== COMPLETE THE FOLLOWING ==
**a)** Render this sentence from the article on the public lands bill in Spanish: "President Donald Trump was swayed to support the legislation, which he plans to sign into law, after Sens. Steve Daines, R-Mont., and Cory Gardner, R-Colo., showed him pictures of national parks in their home states."
**b)** Update the article on the public lands bill by reproducing it from "Both Daines and" to "in their campaigns." with "campaigns" replaced by "reelection bids".
**c)** Take the article on the public lands bill further by continuing it from where it stops.

== SELECTED EXTRACT ==
▶

The House is expected to pass bipartisan public lands legislation Wednesday, delivering a victory for at-risk Republican senators up for election and sending hundreds of millions of dollars to a federal conservation fund.
President Donald Trump was swayed to support the legislation, which he plans to sign into law, after Sens. Steve Daines, R-Mont., and Cory Gardner, R-Colo., showed him pictures of national parks in their home states.
The Senate passed the bill on June 17, 73-20, with opposition from oil-state and Gulf Coast Republicans, including Sens. Bill Cassidy, R-La., and Richard Shelby, R-Ala., and another critic of federal land powers in their state, Sen. Mike Lee, R-Utah.
Both Daines and Gardner, facing challenges respectively from Democratic Gov. Steve Bullock and former Colorado Gov. John Hickenlooper, are running on the legislation in their campaigns.
Gardner’s campaign website touts him as “a champion for Colorado’s public lands throughout his time in the Senate,” adding that “he led the fight to permanently reauthorize” the federal Land and Water Conservation Fund.
On Tuesday afternoon, Daines spokeswoman Katie Schoettler sent an unsolicited email attributing the almost-signed-into-law legislation to her boss, at least in part.
“There’s a difference between talking about something and getting it done,” she wrote. “Facts are facts. Steve Daines gets outcomes.”
The bill would permanently fund the Land and Water Conservation Fund, a federal pool of money that gets its revenue largely from offshore oil and gas drilling fees income. It would also authorize $9.5 billion for the Interior Department to clear some of its backlog of maintenance, including at National Park Service sites, a bipartisan cause.

◀

== EXTRACTED ENTRIES ==

▶

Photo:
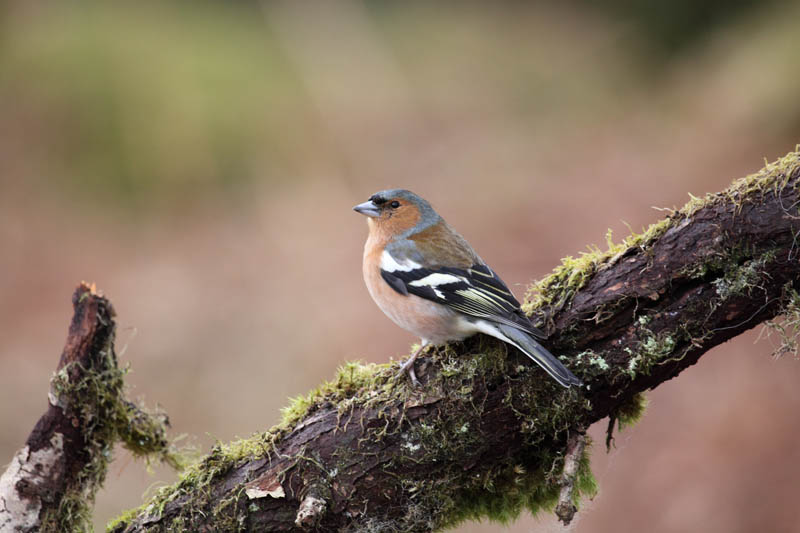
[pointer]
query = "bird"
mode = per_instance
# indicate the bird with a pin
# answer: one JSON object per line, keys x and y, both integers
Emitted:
{"x": 428, "y": 280}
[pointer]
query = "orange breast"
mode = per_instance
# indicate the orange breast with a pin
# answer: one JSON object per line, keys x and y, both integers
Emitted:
{"x": 428, "y": 320}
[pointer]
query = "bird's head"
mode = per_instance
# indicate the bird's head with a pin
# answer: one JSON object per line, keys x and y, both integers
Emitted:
{"x": 397, "y": 212}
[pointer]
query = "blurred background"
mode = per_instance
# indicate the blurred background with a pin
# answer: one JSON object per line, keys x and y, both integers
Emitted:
{"x": 199, "y": 161}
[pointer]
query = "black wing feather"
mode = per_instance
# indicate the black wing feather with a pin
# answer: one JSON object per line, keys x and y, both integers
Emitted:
{"x": 476, "y": 291}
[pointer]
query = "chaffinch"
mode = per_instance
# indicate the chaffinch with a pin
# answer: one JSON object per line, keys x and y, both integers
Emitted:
{"x": 428, "y": 280}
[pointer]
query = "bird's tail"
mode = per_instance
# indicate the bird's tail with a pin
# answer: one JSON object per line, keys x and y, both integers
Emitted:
{"x": 539, "y": 354}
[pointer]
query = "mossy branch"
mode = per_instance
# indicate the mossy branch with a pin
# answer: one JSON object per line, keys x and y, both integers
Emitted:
{"x": 487, "y": 435}
{"x": 51, "y": 482}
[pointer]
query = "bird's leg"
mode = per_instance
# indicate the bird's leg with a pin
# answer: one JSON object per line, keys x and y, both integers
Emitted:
{"x": 408, "y": 366}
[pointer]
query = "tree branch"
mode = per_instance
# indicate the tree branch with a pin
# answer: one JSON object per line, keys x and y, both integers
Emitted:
{"x": 487, "y": 435}
{"x": 51, "y": 482}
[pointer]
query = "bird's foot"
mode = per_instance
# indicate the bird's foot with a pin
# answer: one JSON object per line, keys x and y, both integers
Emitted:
{"x": 408, "y": 368}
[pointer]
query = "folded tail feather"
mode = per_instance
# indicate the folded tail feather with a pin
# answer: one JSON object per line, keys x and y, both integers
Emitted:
{"x": 527, "y": 344}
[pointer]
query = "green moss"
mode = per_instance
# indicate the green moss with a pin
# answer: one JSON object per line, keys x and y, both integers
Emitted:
{"x": 546, "y": 413}
{"x": 105, "y": 416}
{"x": 350, "y": 378}
{"x": 630, "y": 412}
{"x": 556, "y": 290}
{"x": 787, "y": 325}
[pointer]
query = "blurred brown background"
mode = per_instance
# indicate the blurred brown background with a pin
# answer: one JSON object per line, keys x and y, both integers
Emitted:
{"x": 199, "y": 160}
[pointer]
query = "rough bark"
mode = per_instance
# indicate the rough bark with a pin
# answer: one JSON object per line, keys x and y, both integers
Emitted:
{"x": 487, "y": 433}
{"x": 51, "y": 482}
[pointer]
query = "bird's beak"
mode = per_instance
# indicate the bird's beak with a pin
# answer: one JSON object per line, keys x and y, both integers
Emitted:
{"x": 368, "y": 208}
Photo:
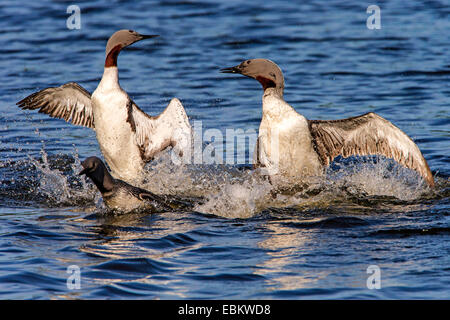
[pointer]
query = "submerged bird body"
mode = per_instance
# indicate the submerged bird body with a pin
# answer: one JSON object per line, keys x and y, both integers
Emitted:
{"x": 121, "y": 196}
{"x": 127, "y": 136}
{"x": 293, "y": 147}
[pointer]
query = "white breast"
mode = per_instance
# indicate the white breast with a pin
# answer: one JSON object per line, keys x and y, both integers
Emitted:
{"x": 285, "y": 143}
{"x": 114, "y": 134}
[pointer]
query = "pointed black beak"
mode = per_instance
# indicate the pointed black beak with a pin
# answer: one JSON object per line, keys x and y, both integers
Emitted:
{"x": 231, "y": 70}
{"x": 84, "y": 171}
{"x": 147, "y": 36}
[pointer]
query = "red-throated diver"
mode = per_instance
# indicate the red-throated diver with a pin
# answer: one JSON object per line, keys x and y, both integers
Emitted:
{"x": 304, "y": 147}
{"x": 127, "y": 136}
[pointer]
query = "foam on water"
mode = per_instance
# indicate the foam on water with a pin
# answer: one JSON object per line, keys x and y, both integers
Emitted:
{"x": 230, "y": 191}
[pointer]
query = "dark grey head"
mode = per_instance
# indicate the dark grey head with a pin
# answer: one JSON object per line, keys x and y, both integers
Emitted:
{"x": 263, "y": 70}
{"x": 120, "y": 40}
{"x": 96, "y": 170}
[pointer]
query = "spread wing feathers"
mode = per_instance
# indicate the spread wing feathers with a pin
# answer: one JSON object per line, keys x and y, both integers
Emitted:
{"x": 367, "y": 134}
{"x": 154, "y": 134}
{"x": 70, "y": 102}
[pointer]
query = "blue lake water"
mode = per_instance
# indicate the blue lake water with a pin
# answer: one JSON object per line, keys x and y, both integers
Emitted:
{"x": 244, "y": 242}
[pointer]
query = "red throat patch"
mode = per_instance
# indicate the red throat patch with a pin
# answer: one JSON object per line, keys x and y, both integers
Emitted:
{"x": 111, "y": 58}
{"x": 266, "y": 83}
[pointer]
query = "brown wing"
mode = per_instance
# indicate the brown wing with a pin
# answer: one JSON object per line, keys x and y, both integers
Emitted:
{"x": 368, "y": 134}
{"x": 70, "y": 102}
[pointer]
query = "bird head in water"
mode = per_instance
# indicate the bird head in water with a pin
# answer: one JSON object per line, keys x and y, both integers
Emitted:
{"x": 96, "y": 170}
{"x": 263, "y": 70}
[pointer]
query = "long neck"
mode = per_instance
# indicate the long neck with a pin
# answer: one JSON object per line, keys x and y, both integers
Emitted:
{"x": 274, "y": 105}
{"x": 111, "y": 57}
{"x": 110, "y": 78}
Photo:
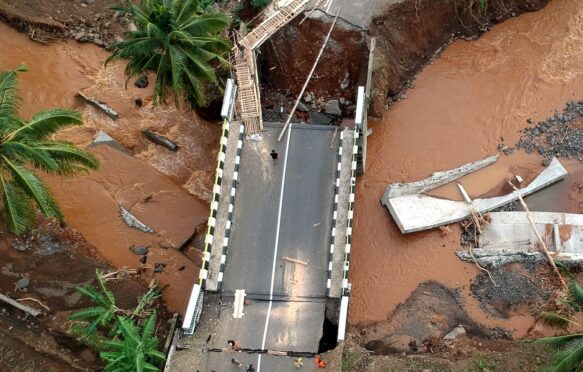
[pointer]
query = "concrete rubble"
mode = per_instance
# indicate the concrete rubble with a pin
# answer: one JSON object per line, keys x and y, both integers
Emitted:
{"x": 509, "y": 238}
{"x": 417, "y": 212}
{"x": 132, "y": 221}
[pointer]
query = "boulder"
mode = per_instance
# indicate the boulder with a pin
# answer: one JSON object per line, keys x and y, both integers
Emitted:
{"x": 301, "y": 107}
{"x": 23, "y": 283}
{"x": 394, "y": 344}
{"x": 455, "y": 333}
{"x": 142, "y": 82}
{"x": 80, "y": 36}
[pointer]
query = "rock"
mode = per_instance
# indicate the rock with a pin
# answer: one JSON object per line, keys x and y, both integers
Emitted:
{"x": 332, "y": 107}
{"x": 80, "y": 36}
{"x": 455, "y": 333}
{"x": 346, "y": 82}
{"x": 142, "y": 82}
{"x": 98, "y": 41}
{"x": 23, "y": 283}
{"x": 301, "y": 107}
{"x": 141, "y": 250}
{"x": 395, "y": 344}
{"x": 164, "y": 244}
{"x": 160, "y": 140}
{"x": 132, "y": 221}
{"x": 159, "y": 267}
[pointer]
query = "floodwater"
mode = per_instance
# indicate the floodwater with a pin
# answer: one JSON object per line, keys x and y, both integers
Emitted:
{"x": 475, "y": 96}
{"x": 90, "y": 203}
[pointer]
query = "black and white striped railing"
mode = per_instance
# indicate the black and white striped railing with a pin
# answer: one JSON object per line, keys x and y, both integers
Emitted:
{"x": 349, "y": 217}
{"x": 334, "y": 215}
{"x": 229, "y": 222}
{"x": 212, "y": 221}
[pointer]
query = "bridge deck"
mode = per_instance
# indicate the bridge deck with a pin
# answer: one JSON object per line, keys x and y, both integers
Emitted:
{"x": 283, "y": 209}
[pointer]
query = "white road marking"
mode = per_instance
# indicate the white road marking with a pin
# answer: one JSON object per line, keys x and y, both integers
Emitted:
{"x": 275, "y": 249}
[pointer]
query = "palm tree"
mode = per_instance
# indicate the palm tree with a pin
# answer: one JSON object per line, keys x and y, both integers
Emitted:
{"x": 179, "y": 41}
{"x": 27, "y": 143}
{"x": 135, "y": 350}
{"x": 569, "y": 355}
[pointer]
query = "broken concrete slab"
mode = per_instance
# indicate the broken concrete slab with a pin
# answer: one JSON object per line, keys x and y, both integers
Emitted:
{"x": 509, "y": 238}
{"x": 421, "y": 212}
{"x": 436, "y": 179}
{"x": 132, "y": 221}
{"x": 99, "y": 105}
{"x": 102, "y": 138}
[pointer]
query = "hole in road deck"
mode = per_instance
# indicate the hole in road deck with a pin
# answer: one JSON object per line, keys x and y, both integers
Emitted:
{"x": 329, "y": 336}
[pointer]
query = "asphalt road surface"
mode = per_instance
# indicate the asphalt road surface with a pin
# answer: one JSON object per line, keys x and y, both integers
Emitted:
{"x": 283, "y": 209}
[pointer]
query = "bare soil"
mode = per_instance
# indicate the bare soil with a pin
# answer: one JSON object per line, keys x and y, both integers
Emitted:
{"x": 463, "y": 354}
{"x": 48, "y": 20}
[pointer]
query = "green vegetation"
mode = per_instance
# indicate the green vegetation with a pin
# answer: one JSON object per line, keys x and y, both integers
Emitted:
{"x": 482, "y": 364}
{"x": 26, "y": 143}
{"x": 135, "y": 349}
{"x": 124, "y": 338}
{"x": 569, "y": 355}
{"x": 178, "y": 40}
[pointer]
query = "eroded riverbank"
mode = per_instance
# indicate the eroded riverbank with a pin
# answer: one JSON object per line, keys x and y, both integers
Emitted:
{"x": 475, "y": 96}
{"x": 91, "y": 203}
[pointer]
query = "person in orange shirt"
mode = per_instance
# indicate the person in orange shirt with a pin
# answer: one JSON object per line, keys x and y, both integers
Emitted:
{"x": 319, "y": 362}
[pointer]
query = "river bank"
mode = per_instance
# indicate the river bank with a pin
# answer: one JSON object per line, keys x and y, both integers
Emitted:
{"x": 475, "y": 96}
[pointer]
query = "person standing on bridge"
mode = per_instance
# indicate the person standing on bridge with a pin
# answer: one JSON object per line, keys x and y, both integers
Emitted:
{"x": 233, "y": 344}
{"x": 237, "y": 363}
{"x": 274, "y": 156}
{"x": 298, "y": 363}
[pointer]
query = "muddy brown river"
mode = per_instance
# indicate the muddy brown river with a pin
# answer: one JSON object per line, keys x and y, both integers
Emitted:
{"x": 90, "y": 202}
{"x": 473, "y": 97}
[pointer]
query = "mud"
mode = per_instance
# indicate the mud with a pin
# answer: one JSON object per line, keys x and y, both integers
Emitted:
{"x": 513, "y": 287}
{"x": 91, "y": 203}
{"x": 462, "y": 106}
{"x": 52, "y": 20}
{"x": 287, "y": 58}
{"x": 57, "y": 71}
{"x": 560, "y": 135}
{"x": 429, "y": 313}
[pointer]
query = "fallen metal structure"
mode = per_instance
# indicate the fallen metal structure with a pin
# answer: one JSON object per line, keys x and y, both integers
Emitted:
{"x": 509, "y": 238}
{"x": 417, "y": 212}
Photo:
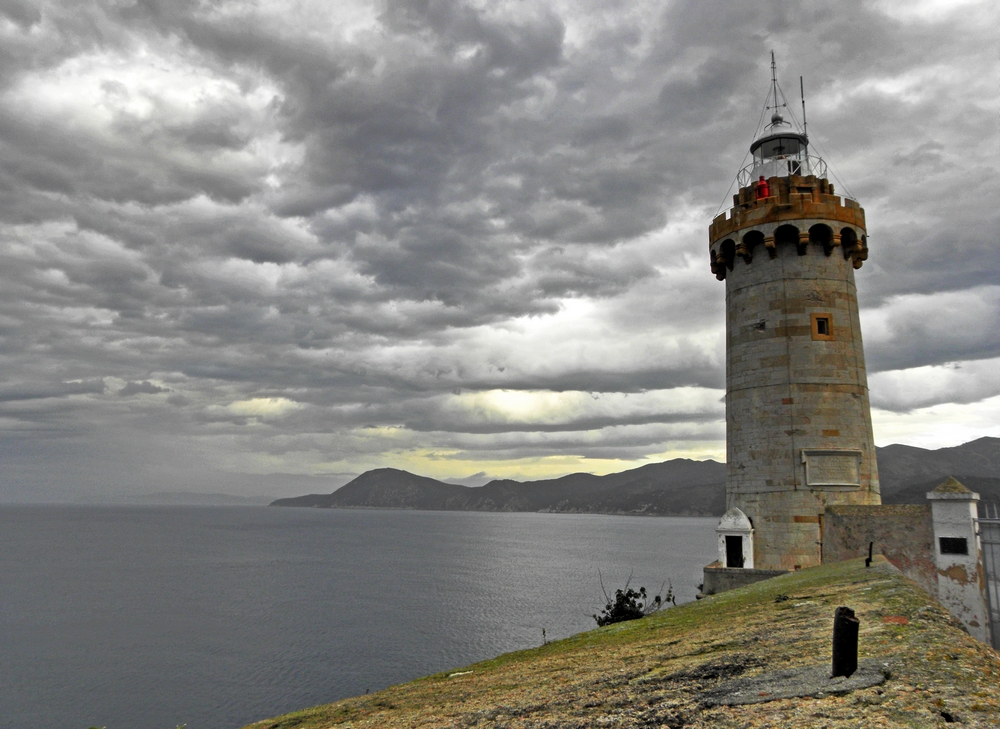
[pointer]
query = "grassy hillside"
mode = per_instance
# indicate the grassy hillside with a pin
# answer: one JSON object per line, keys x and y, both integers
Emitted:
{"x": 649, "y": 673}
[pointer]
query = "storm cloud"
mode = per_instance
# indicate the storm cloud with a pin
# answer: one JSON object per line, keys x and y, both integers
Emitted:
{"x": 463, "y": 238}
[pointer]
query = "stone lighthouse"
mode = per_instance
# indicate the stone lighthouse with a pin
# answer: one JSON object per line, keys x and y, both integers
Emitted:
{"x": 798, "y": 425}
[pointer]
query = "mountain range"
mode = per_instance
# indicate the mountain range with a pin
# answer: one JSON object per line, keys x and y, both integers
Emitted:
{"x": 680, "y": 487}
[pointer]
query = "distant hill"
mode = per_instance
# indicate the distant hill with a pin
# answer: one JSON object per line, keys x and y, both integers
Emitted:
{"x": 680, "y": 487}
{"x": 907, "y": 473}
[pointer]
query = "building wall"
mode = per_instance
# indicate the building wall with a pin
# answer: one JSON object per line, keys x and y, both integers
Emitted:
{"x": 787, "y": 391}
{"x": 960, "y": 580}
{"x": 904, "y": 533}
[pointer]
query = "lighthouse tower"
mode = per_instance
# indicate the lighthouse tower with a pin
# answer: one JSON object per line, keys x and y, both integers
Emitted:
{"x": 798, "y": 425}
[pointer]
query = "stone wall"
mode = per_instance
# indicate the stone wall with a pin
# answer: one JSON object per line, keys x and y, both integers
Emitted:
{"x": 798, "y": 423}
{"x": 904, "y": 533}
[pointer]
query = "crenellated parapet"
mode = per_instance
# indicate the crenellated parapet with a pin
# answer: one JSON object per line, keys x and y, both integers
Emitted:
{"x": 793, "y": 210}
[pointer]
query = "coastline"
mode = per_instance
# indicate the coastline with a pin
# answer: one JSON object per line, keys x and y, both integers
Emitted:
{"x": 654, "y": 672}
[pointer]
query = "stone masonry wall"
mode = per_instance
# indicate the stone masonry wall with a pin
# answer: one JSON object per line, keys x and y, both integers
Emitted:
{"x": 788, "y": 391}
{"x": 904, "y": 533}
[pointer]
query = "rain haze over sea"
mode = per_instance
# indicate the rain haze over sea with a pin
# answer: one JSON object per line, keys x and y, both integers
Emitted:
{"x": 151, "y": 617}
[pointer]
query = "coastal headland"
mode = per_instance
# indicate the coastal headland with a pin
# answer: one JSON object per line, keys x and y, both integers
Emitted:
{"x": 723, "y": 661}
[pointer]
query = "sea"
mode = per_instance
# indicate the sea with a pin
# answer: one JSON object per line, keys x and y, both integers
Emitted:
{"x": 214, "y": 617}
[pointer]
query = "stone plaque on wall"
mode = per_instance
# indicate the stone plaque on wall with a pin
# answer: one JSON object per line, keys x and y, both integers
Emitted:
{"x": 828, "y": 467}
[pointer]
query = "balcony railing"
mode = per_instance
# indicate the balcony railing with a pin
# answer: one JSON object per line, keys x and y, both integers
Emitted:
{"x": 782, "y": 167}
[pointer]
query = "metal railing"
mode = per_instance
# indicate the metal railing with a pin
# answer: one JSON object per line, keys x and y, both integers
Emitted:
{"x": 782, "y": 167}
{"x": 989, "y": 538}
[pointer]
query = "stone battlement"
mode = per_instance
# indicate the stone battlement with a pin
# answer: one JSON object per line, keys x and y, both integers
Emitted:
{"x": 797, "y": 211}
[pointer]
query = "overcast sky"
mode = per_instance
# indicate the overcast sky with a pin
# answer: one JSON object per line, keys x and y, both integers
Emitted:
{"x": 468, "y": 239}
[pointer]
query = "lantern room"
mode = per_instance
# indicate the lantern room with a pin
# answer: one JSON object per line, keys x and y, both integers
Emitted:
{"x": 781, "y": 152}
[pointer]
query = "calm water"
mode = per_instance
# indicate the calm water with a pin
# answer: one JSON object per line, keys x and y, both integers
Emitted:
{"x": 150, "y": 617}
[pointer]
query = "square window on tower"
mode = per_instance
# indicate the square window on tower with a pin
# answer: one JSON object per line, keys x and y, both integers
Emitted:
{"x": 822, "y": 327}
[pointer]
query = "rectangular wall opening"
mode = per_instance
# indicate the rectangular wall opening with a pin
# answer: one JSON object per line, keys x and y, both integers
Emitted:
{"x": 954, "y": 545}
{"x": 734, "y": 551}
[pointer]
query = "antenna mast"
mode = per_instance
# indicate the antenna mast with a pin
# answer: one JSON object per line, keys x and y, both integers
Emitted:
{"x": 774, "y": 81}
{"x": 802, "y": 93}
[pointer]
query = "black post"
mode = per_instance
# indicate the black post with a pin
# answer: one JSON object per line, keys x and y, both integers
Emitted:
{"x": 845, "y": 642}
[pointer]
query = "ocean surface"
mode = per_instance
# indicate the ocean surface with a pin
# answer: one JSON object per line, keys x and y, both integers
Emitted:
{"x": 214, "y": 617}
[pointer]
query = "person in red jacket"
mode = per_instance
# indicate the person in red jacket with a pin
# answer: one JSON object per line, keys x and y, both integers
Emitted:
{"x": 762, "y": 188}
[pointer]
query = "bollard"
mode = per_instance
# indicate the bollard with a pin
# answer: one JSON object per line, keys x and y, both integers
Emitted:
{"x": 845, "y": 642}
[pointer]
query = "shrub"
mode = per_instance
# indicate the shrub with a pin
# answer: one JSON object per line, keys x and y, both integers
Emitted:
{"x": 629, "y": 604}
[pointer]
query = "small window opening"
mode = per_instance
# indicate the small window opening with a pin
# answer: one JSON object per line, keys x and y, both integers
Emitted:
{"x": 734, "y": 551}
{"x": 822, "y": 326}
{"x": 954, "y": 545}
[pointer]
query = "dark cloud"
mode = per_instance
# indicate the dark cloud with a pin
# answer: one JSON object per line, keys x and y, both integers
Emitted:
{"x": 299, "y": 224}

◀

== RESULTS OF THE TASKS ==
**a)** El presidente Donald Trump se dejó convencer para apoyar la legislación, que planea promulgar, después de que los senadores Steve Daines, republicano por Montana, y Cory Gardner, republicano por Colorado, le mostraran fotografías de parques nacionales de sus estados de origen.

**b)**
Both Daines and Gardner, facing challenges respectively from Democratic Gov. Steve Bullock and former Colorado Gov. John Hickenlooper, are running on the legislation in their reelection bids.

**c)**
A rare piece of environmental legislation with widespread bipartisan backing, the bill would direct money to five federal agencies: the Bureau of Land Management, the Bureau of Indian Education, the Forest Service, the National Park Service and the U.S. Fish and Wildlife Service.
Rep. Rob Bishop, R-Utah, the top GOP member of the House Natural Resources Committee, tried to derail the legislation Friday, citing provisions that allow the federal government to acquire land.
He also pushed to waylay the bill it by arguing revenue to the LWCF has dried up during the coronavirus pandemic. A recent Congressional Research Service report found royalties from onshore oil and gas extraction dropped in May, versus the same period of 2019.
Members shepherding the bill swatted away changes from oil-state Republicans to increase the share of offshore drilling money that would go to coastal states and to block federal agencies from purchasing land with LWCF money without approval from the state in question.